__Task__:
From the line containing "Can you find the diagonal" to the last line of the records below, repeat every line exactly and add nothing else.

__Data for the task__:
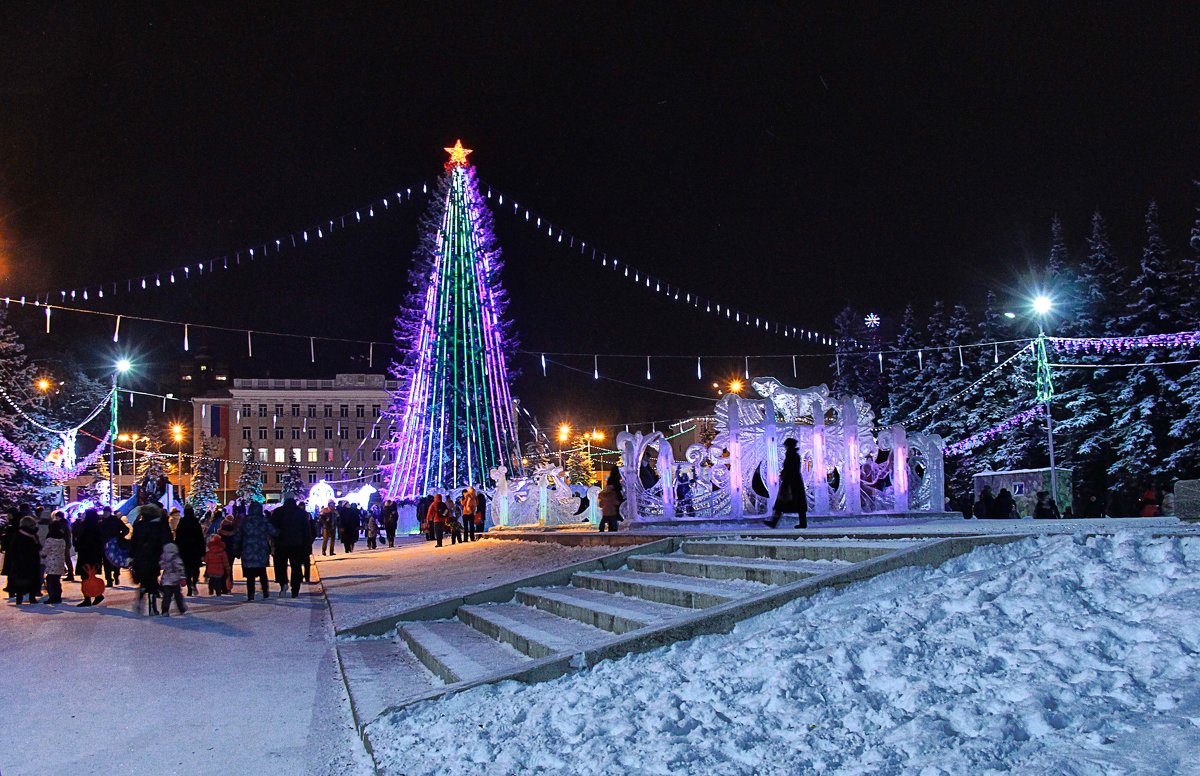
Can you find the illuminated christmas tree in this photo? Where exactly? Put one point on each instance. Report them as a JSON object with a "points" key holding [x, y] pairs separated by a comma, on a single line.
{"points": [[454, 414]]}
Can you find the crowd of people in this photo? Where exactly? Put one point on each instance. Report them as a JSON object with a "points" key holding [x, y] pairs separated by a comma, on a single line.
{"points": [[167, 553]]}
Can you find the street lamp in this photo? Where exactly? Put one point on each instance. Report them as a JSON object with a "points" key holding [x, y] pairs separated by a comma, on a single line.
{"points": [[177, 433], [1042, 307], [120, 368]]}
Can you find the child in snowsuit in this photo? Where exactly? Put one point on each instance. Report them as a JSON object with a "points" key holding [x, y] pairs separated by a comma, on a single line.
{"points": [[173, 575], [54, 551], [216, 566]]}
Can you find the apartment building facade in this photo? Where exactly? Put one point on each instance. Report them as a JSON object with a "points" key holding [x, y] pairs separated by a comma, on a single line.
{"points": [[336, 429]]}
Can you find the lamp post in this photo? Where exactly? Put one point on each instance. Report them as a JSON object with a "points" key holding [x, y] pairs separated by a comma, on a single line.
{"points": [[121, 367], [1042, 307], [177, 433]]}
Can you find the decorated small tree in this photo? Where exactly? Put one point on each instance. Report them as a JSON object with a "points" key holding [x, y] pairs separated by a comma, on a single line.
{"points": [[250, 483], [293, 482], [204, 476]]}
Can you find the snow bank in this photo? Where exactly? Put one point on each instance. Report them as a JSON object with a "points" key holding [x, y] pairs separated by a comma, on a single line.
{"points": [[1049, 655]]}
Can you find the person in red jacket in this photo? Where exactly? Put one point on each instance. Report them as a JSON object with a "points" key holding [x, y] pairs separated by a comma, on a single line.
{"points": [[216, 566], [437, 517]]}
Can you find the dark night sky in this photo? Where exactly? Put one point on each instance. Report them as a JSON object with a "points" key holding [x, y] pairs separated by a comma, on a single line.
{"points": [[786, 161]]}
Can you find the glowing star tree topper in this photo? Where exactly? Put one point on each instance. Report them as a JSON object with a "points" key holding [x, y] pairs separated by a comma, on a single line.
{"points": [[453, 416]]}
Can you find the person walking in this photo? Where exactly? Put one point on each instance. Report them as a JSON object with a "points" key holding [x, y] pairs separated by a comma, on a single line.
{"points": [[348, 525], [294, 540], [436, 517], [390, 521], [89, 539], [216, 566], [610, 507], [150, 533], [328, 521], [255, 543], [372, 530], [190, 541], [468, 513], [791, 497], [1002, 507], [23, 561], [53, 555], [112, 528], [173, 576]]}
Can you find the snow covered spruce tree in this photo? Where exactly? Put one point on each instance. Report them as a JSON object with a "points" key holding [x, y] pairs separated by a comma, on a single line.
{"points": [[203, 489], [250, 482], [1149, 396], [293, 486], [1185, 461], [17, 374]]}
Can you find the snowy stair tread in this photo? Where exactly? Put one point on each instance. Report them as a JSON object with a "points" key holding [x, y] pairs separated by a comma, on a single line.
{"points": [[665, 588], [535, 632], [763, 570], [378, 672], [457, 653], [796, 549], [606, 611]]}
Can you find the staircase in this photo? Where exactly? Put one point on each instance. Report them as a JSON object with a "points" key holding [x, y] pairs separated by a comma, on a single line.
{"points": [[696, 585]]}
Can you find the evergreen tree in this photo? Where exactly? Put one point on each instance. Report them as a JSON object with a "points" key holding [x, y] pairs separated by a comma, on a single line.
{"points": [[1185, 461], [904, 373], [579, 463], [293, 486], [18, 485], [1149, 397], [250, 483], [203, 489]]}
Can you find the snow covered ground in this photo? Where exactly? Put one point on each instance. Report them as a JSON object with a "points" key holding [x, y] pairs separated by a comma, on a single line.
{"points": [[371, 584], [231, 687], [1056, 654]]}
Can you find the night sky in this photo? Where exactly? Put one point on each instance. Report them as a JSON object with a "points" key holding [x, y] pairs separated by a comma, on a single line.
{"points": [[786, 162]]}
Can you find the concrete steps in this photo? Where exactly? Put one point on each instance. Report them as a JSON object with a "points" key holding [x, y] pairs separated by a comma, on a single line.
{"points": [[666, 588], [612, 613], [594, 611], [532, 631], [456, 653], [856, 551], [724, 567]]}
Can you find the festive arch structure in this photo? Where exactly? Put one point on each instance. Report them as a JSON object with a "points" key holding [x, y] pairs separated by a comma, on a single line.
{"points": [[454, 414]]}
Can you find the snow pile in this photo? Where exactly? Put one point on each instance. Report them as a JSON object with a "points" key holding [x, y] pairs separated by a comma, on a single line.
{"points": [[1048, 655]]}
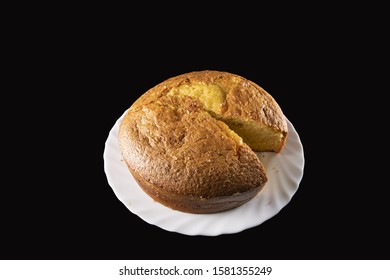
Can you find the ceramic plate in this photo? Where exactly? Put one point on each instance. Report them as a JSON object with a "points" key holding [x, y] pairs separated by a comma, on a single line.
{"points": [[284, 171]]}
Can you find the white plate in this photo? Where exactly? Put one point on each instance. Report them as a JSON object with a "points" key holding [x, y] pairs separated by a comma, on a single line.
{"points": [[284, 171]]}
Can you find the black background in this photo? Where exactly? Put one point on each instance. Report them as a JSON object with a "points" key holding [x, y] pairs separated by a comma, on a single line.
{"points": [[79, 79]]}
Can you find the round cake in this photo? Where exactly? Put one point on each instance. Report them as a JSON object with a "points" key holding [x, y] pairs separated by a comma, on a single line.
{"points": [[191, 141]]}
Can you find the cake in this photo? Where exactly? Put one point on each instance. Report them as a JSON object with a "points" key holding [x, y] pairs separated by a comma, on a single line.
{"points": [[191, 140]]}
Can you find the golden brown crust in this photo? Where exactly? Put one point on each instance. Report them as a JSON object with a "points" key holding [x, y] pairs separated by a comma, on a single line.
{"points": [[184, 156]]}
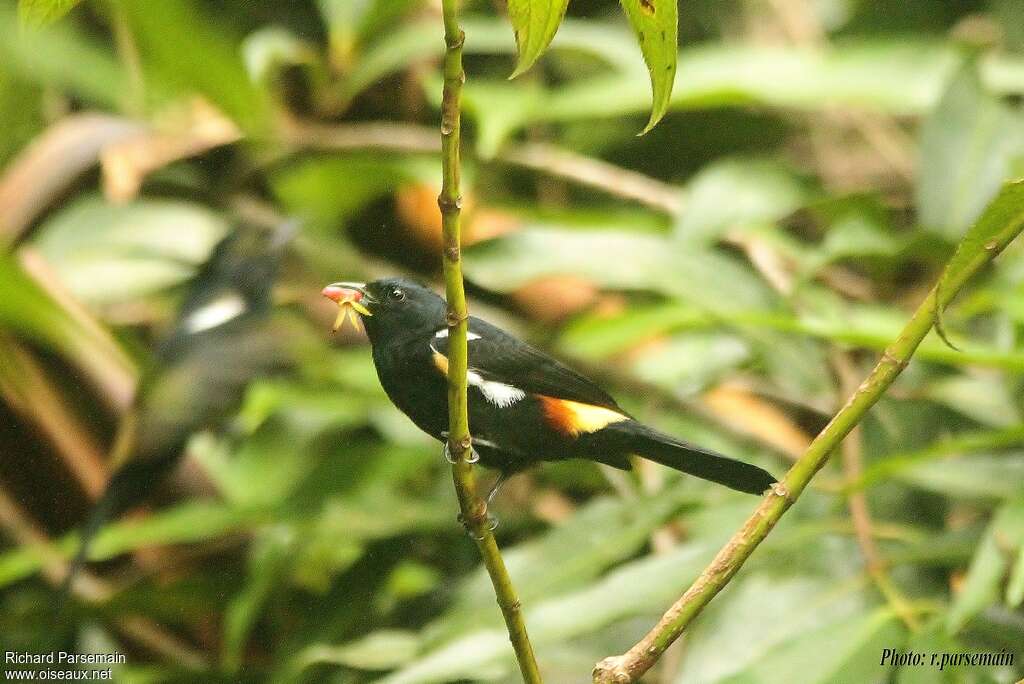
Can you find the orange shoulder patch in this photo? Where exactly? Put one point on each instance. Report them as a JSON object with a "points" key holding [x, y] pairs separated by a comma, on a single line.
{"points": [[574, 418]]}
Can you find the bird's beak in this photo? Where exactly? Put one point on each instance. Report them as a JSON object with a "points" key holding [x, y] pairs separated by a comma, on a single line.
{"points": [[349, 297]]}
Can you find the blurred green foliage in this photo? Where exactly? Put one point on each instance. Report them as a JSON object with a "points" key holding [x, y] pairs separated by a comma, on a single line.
{"points": [[725, 275]]}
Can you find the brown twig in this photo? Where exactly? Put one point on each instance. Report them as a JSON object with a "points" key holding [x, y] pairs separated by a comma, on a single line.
{"points": [[860, 515]]}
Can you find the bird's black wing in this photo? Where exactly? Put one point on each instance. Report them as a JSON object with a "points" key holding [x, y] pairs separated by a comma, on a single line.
{"points": [[498, 356]]}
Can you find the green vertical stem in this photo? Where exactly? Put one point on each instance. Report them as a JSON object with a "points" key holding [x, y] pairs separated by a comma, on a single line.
{"points": [[474, 510], [631, 666]]}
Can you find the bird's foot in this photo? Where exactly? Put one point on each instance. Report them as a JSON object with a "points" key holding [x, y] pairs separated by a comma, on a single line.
{"points": [[472, 457]]}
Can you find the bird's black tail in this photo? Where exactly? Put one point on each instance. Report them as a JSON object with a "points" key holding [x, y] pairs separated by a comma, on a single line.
{"points": [[690, 459], [127, 486]]}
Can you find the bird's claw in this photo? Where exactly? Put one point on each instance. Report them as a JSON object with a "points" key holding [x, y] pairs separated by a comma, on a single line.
{"points": [[473, 457], [448, 455]]}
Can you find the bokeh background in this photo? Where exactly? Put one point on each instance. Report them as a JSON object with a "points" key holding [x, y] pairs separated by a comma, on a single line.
{"points": [[730, 276]]}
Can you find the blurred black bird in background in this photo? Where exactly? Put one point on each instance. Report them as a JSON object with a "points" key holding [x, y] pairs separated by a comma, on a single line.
{"points": [[524, 407], [218, 342]]}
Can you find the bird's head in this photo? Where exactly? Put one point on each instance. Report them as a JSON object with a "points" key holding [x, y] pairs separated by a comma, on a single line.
{"points": [[388, 307]]}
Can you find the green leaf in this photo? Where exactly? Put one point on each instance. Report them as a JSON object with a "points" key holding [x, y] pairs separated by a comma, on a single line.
{"points": [[656, 27], [970, 144], [61, 56], [111, 253], [380, 650], [270, 555], [617, 260], [733, 194], [1004, 540], [184, 51], [631, 590], [535, 24], [1001, 221], [982, 476], [625, 526], [37, 12], [847, 650], [730, 636]]}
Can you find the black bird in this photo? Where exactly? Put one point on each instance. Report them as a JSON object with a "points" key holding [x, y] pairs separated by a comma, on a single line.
{"points": [[524, 407], [218, 342]]}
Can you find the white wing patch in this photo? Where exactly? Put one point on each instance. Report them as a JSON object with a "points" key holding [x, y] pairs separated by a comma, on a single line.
{"points": [[216, 312], [498, 393], [442, 333]]}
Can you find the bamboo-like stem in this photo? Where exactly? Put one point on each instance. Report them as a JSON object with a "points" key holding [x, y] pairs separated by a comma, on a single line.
{"points": [[474, 510], [632, 665], [860, 514]]}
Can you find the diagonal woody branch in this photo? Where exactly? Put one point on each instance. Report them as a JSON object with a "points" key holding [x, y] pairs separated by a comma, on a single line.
{"points": [[1001, 222]]}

__Finished task__:
Can you find the diagonal woody branch in this photo? Where exactly? Put one point on each instance. Report them as a JSON object with a "points" key holding [x, y] pairs separated by a comma, on a single line.
{"points": [[1001, 222]]}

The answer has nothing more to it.